§ Work to complete
Reproduce all of the material below, adding 60 to each x and y coordinate in the answer points, and leave the pictures out.

§ Dataset items

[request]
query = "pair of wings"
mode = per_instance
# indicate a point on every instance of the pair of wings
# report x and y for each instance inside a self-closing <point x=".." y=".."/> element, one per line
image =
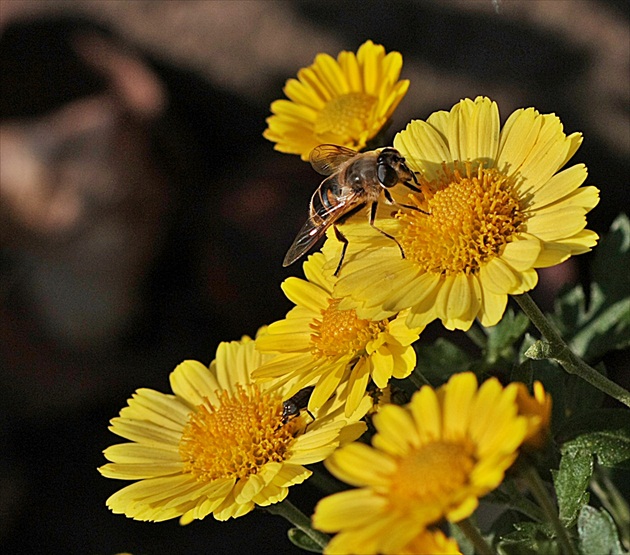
<point x="326" y="160"/>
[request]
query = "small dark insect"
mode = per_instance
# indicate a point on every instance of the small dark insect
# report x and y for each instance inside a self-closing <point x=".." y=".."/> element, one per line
<point x="294" y="405"/>
<point x="355" y="180"/>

§ Answer to this task
[request]
query = "pair of wings"
mode = per_instance
# indicate a point on every instance of the pair of wings
# report x and y for each instance inside a self-closing <point x=".." y=".."/> element, one per line
image =
<point x="386" y="220"/>
[request]
query = "small dark insect"
mode = per_instance
# indicate a point on every instance of the small dark insect
# report x and y for each instance inside a self-closing <point x=".." y=".."/> element, one per line
<point x="354" y="465"/>
<point x="415" y="240"/>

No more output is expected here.